PASSAGE EXTRAIT –
----

Accepter cet amendement, c'est faire un signe et donner les moyens à la direction des services informatiques des HUG de négocier les contrats les plus favorables. Que vous le vouliez ou non, une fois le crédit de 40 millions voté, c'est, de toute évidence, en fonction de cette somme que les entreprises soumissionneront ! Quelle entreprise accepterait de renoncer à ce marché sous prétexte d'une diminution de 5 millions ? (L'orateur est interpellé par un député.) Mais vous le dites vous-mêmes !
L'essentiel étant constitué par l'achat de hardware, je prétends que nous pouvons obtenir des baisses de prix par le simple fait de voter un crédit de 35 millions, et non de 40 millions. (Brouhaha.) En refusant cet amendement, vous acceptez une dépense supplémentaire, c'est évident !
M. Chaïm Nissim (Ve), rapporteur de minorité. Monsieur Vaudroz, les 5 millions d'économie que les Verts vous proposent dans leur amendement sont évidemment arbitraires, mais ils ne le sont pas moins que les 40 millions du projet officiel que vous proposez.
Vous sauriez comment cela se passe si vous aviez été dans les commissions qui décident des investissements, comme je le fais depuis quinze ans. A la suite de calculs approximatifs, on parvient à un chiffre que l'on arrondit parfois en fonction du fait, par exemple, que 40 millions répartis sur quatre ans : cela fait joli, et que 10 millions par an : cela simplifie la vie ! Je pourrais énumérer de nombreux autres facteurs psychologiques du même ordre : dans les vitrines, on expose des costumes à 399 ou 499 $ !
En résumé, Monsieur Vaudroz, vous pouvez faire la même médecine avec des écrans de moindre résolution ou attendre quelque temps ou acheter des machines moins rapides. Vous pourrez même acquérir des machines plus rapides et des écrans de meilleure résolution dans six mois !

----

DONNÉES ÉTUDIÉES –
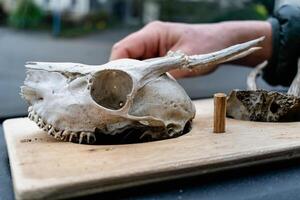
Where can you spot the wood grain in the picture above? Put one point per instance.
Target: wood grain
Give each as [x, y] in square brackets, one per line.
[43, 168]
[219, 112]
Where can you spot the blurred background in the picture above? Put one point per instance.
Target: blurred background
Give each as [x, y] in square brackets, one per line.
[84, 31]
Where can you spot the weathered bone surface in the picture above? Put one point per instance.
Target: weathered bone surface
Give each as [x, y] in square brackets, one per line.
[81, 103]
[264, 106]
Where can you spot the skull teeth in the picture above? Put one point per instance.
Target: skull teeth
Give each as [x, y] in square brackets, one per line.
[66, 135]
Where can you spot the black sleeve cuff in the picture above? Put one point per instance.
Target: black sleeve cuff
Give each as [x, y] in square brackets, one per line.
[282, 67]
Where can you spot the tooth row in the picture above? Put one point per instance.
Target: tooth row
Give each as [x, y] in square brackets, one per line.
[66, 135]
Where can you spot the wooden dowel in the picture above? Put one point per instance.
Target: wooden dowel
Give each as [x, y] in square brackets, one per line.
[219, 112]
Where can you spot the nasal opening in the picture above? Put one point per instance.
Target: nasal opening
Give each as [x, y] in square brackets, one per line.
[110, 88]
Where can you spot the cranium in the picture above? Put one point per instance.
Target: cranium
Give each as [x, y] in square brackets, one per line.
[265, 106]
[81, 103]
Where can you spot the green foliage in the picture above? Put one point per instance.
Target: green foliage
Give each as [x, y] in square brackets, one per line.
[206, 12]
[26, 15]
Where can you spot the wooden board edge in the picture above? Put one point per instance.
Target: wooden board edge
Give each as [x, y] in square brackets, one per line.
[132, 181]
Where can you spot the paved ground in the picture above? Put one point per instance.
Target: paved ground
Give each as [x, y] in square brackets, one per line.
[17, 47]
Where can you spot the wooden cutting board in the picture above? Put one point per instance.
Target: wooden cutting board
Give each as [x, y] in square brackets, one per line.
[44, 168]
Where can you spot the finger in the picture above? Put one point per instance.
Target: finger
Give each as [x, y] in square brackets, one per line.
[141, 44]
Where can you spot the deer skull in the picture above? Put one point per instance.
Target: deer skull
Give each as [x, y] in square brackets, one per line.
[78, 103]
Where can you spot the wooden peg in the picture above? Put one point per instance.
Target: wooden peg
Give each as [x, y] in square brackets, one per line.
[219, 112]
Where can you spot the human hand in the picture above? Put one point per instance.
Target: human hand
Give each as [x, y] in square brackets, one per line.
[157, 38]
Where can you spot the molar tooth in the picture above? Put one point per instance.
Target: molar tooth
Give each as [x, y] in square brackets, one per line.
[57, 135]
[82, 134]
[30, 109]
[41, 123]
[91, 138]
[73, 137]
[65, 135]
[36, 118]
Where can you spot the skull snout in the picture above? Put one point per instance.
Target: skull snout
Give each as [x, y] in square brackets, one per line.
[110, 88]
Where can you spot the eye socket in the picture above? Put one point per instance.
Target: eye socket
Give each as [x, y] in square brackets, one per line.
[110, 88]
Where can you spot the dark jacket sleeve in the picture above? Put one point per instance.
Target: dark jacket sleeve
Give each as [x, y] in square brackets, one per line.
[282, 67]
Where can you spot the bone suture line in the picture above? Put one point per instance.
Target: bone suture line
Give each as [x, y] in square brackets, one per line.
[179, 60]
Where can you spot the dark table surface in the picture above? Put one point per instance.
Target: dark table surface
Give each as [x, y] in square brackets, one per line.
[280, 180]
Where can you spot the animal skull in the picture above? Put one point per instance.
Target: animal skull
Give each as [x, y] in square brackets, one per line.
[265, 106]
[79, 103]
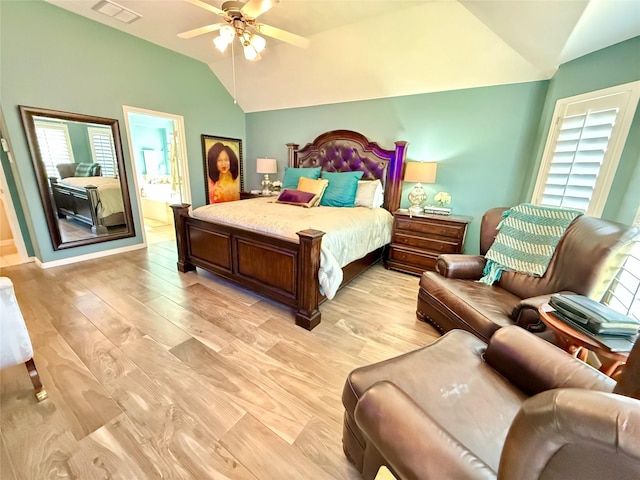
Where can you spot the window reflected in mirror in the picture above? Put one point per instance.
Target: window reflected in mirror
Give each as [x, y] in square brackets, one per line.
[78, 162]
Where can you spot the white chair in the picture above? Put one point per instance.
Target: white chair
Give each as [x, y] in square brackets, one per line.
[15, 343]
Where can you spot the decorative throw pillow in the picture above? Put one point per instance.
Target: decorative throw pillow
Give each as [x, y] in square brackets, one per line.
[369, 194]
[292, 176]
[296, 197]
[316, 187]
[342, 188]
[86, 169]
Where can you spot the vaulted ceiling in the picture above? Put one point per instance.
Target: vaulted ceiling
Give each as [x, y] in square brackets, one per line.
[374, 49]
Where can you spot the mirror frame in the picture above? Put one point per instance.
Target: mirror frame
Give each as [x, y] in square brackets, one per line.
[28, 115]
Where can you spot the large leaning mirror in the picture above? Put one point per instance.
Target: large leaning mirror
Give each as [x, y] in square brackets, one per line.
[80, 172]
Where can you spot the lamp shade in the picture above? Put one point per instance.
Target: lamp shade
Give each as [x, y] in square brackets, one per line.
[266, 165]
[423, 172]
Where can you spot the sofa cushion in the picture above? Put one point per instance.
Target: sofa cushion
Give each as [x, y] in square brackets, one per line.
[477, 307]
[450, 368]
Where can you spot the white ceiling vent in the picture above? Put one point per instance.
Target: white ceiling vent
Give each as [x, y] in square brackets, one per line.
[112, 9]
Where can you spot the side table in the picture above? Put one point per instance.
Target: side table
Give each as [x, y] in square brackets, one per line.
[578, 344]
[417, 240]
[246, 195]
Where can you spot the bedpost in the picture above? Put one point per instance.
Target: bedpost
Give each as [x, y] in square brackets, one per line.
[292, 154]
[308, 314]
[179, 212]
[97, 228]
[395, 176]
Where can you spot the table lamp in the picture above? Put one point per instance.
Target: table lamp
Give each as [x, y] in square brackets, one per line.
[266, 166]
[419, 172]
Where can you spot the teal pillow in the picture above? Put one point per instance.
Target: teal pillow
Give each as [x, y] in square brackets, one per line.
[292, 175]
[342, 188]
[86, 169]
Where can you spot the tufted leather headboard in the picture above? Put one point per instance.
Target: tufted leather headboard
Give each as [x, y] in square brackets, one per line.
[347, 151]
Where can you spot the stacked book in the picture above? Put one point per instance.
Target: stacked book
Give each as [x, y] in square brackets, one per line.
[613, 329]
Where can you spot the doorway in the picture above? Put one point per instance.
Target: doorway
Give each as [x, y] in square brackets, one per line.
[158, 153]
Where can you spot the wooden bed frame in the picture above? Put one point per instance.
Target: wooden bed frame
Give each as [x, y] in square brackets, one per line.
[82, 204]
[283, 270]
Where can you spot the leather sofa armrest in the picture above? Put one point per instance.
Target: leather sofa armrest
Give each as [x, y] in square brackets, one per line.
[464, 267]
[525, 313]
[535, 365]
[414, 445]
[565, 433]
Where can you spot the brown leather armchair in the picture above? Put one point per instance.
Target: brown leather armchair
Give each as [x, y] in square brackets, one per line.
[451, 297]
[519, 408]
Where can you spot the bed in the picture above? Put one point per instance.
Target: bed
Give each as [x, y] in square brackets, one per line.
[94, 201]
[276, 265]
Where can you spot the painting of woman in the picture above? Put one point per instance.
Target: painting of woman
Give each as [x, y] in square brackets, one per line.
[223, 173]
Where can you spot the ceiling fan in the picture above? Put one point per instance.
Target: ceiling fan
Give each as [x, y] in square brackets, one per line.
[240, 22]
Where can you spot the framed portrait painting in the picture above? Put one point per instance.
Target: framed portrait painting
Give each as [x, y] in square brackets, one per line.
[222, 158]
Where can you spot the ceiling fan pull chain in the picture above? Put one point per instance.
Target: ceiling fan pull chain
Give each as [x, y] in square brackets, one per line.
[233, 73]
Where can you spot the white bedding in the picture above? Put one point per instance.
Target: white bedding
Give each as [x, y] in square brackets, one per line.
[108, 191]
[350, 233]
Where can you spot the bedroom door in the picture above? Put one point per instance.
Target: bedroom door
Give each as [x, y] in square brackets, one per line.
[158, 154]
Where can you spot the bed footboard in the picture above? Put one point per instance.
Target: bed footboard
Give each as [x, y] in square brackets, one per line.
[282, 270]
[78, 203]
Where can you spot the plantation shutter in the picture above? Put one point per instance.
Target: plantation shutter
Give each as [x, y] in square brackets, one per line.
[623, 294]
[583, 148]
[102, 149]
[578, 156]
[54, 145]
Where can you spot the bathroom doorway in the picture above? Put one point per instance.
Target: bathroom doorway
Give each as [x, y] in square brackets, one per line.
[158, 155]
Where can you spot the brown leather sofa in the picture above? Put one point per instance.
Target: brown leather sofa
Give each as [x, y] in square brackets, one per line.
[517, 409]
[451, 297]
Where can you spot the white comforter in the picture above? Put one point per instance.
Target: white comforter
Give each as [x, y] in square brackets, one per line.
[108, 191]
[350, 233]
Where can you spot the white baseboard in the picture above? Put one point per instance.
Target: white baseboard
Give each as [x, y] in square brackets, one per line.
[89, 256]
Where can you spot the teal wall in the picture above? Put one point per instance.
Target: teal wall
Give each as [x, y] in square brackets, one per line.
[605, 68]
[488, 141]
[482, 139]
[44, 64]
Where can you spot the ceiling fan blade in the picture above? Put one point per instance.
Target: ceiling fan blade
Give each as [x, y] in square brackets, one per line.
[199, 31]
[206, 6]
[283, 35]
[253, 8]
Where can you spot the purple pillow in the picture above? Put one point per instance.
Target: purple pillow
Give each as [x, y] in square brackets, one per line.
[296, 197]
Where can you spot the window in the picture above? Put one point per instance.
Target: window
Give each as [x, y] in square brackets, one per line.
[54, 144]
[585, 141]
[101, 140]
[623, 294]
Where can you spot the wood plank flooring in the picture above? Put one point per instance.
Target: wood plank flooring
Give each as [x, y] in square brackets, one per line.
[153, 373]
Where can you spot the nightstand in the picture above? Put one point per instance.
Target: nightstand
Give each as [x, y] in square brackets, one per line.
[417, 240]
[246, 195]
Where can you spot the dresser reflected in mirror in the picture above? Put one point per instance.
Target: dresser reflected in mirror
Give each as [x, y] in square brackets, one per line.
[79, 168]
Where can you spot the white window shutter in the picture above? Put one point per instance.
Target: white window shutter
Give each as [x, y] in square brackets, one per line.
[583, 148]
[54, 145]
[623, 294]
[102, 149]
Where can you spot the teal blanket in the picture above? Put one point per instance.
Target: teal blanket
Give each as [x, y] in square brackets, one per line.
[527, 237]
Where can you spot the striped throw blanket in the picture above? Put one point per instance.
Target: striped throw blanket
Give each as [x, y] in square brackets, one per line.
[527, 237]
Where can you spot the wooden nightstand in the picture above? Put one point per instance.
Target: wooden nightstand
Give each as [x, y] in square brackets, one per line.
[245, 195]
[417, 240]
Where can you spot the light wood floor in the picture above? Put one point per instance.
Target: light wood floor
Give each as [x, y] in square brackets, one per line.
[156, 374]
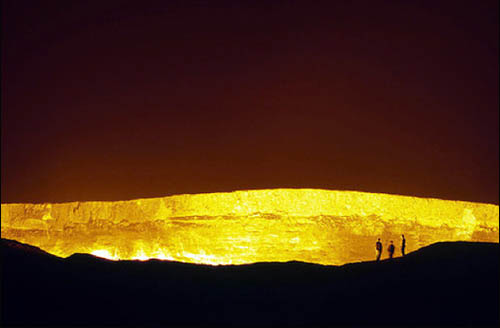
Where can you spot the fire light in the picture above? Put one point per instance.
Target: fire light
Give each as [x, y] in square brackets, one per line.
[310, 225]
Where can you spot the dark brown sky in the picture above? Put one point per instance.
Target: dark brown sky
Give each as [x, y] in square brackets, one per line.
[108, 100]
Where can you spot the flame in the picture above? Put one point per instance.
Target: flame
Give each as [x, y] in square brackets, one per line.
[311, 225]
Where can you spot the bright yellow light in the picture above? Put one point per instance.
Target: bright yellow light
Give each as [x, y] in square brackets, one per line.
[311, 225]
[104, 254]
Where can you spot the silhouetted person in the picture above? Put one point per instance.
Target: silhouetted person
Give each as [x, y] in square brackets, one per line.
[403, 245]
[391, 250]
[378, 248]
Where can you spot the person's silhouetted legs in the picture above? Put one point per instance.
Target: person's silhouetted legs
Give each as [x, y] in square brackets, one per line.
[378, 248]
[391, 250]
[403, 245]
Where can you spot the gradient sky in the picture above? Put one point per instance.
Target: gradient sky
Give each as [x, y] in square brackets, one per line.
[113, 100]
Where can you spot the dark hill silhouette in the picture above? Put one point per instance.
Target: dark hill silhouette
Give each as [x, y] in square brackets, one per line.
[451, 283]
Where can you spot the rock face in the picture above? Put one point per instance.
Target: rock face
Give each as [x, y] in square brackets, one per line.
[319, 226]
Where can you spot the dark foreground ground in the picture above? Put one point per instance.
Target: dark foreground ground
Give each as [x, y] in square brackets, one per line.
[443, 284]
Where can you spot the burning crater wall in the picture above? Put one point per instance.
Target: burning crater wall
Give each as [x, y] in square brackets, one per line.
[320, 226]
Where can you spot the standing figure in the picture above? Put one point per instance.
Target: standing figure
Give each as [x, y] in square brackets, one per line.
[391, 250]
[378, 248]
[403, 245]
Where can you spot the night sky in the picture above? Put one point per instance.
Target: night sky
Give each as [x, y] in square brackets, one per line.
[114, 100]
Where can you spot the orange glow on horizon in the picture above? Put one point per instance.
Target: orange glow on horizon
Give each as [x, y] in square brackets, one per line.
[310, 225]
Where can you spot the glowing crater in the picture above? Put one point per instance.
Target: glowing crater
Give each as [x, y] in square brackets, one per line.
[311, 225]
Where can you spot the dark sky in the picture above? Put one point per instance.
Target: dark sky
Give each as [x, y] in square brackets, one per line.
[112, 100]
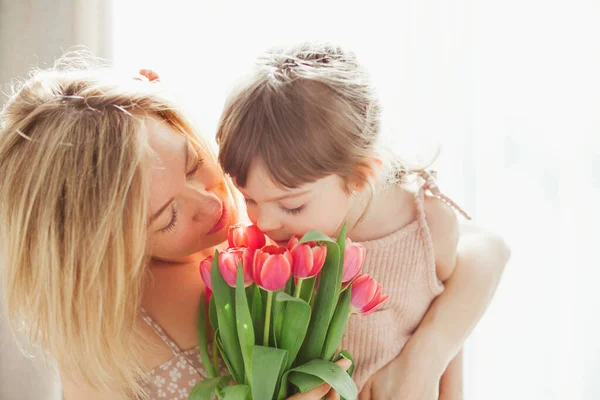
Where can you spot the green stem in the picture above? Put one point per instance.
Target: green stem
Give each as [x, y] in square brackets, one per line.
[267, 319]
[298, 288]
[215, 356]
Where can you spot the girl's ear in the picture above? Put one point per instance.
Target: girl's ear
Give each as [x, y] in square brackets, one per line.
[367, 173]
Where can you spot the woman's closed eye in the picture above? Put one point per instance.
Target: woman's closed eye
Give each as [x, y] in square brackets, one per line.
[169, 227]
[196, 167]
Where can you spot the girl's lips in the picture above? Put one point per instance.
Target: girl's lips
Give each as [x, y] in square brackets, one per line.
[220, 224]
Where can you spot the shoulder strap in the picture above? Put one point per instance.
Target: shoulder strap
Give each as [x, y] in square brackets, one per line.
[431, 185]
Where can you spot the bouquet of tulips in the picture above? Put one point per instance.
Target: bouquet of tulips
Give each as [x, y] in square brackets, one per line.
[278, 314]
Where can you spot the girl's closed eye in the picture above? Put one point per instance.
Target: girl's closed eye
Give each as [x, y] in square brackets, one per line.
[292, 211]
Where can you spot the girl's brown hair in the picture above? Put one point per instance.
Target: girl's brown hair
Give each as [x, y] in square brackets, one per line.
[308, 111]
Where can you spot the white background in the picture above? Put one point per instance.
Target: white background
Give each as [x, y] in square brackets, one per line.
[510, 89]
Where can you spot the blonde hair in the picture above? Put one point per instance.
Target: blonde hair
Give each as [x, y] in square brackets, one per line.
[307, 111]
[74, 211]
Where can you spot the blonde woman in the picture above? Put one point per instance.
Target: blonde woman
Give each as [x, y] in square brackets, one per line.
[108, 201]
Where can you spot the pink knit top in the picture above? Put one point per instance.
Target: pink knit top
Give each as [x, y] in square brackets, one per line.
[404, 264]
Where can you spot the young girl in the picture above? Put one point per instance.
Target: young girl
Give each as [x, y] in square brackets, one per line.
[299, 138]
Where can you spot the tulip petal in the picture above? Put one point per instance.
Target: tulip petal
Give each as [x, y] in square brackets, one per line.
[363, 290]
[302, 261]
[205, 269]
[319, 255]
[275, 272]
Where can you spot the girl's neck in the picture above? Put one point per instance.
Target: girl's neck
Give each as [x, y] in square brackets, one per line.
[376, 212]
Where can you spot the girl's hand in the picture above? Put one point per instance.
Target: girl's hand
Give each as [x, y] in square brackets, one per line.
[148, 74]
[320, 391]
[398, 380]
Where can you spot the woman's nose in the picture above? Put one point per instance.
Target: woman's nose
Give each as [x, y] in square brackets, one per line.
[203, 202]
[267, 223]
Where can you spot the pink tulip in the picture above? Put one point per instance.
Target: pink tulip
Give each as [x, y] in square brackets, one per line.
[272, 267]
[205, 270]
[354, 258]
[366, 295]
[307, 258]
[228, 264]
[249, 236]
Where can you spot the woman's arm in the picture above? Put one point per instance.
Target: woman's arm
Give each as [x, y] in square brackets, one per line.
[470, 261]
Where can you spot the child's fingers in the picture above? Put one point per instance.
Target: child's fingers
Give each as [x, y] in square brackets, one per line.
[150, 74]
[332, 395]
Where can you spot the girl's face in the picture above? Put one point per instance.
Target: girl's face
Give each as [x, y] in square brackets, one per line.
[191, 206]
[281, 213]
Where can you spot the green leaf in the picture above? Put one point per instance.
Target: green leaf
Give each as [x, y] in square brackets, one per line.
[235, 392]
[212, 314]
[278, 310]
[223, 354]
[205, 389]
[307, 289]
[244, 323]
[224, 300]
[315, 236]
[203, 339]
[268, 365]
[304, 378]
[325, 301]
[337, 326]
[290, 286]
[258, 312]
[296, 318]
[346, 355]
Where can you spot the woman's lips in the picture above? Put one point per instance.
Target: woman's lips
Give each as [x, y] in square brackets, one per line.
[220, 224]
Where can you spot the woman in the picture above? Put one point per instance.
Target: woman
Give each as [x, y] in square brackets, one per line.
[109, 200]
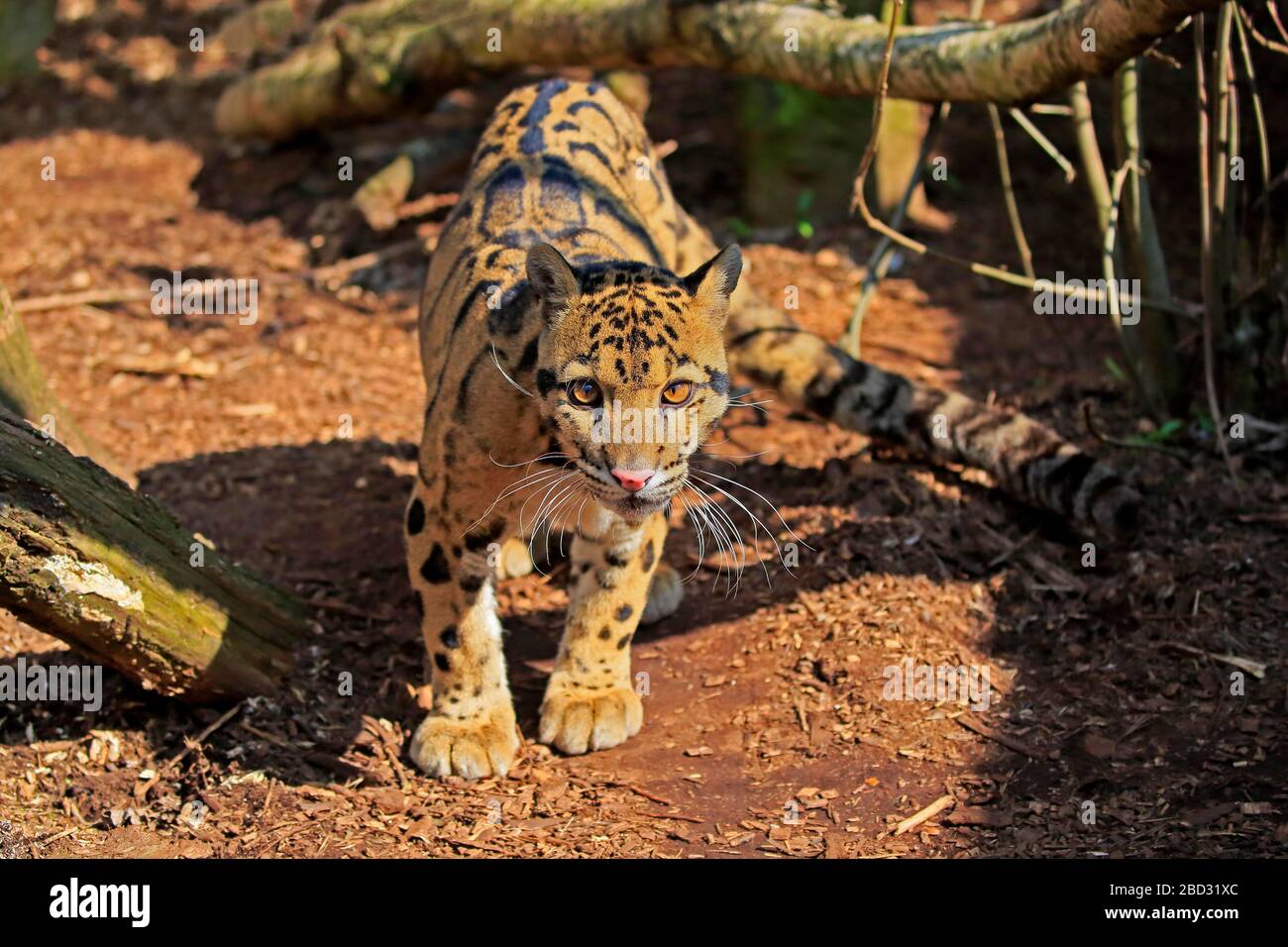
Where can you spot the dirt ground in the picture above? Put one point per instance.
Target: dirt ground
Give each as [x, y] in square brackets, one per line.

----

SÉRIE D'EXERCICES –
- a) D'après le débat sur le crédit informatique des HUG, depuis combien de temps M. Chaïm Nissim participe-t-il aux commissions qui décident des investissements ?
- b) Prolongez le débat sur le crédit informatique des HUG à partir de sa dernière phrase.

RÉPONSES FOURNIES –
- a) Depuis quinze ans.

- b)
Mme Sylvia Leuenberger (Ve). Dans vos explications, Monsieur Segond, vous ne donnez aucun argument pour justifier ces 40 millions. Comme d'autres, je propose également la somme de 35 millions. Si cela est vraiment nécessaire, vous pourrez toujours revenir avec un crédit supplémentaire.
Mis aux voix, ce projet est adopté en premier débat.
Deuxième débat
Mis aux voix, le titre et le préambule sont adoptés.
Article 1
La présidente. Nous sommes saisis d'un amendement tendant à réduire le crédit de 40 à 35 millions.
Mis aux voix, cet amendement est rejeté.
Mis aux voix, l'article 1 est adopté.
Mis aux voix, l'article 2 est adopté, de même que les articles 3 à 6.
Troisième débat
Ce projet est adopté en troisième débat, par article et dans son ensemble.
La loi est ainsi conçue :
(PL 7512)
LOI
ouvrant un crédit d'investissement de 40 000 000 F pour subventionner l'informatique des hôpitaux universitaires de Genève(1997-2000)
LE GRAND CONSEIL
Décrète ce qui suit:
Article 1
Un crédit de 40 000 000 F (y compris renchérissement et TVA) est ouvert au Conseil d'Etat au titre de subvention pour financer le plan informatique des hôpitaux universitaires de Genève. Une subvention fédérale, estimée à 3 000 000 F, est à déduire de ce montant.
Art. 2
Ce crédit sera réparti en quatre tranches annuelles, à savoir 10 000 000 F en 1997, 10 000 000 F en 1998, 10 000 000 F en 1999 et 10 000 000 F en 2000, sous la rubrique 86.21.00.563.09.
Art. 3
Le financement de ce crédit est assuré par le recours à l'emprunt, dans les limites du cadre directeur du plan financier quadriennal adopté le 2 septembre 1992 par le Conseil d'Etat fixant à environ 250 millions de F le maximum des investissements annuels, dont les charges en intérêts et en amortissements sont à couvrir par l'impôt.
Art. 4
L'investissement est amorti chaque année d'un montant calculé sur sa valeur résiduelle et qui est porté au compte de fonctionnement.
Art. 5
Le Conseil d'Etat soumet au Grand Conseil un rapport sur l'avancement du projet au 31 décembre 1998 ainsi qu'une réévaluation de la suite du programme.
Art. 6
La présente loi est soumise aux dispositions de la loi sur la gestion administrative et financière de l'Etat, du 7 octobre 1993.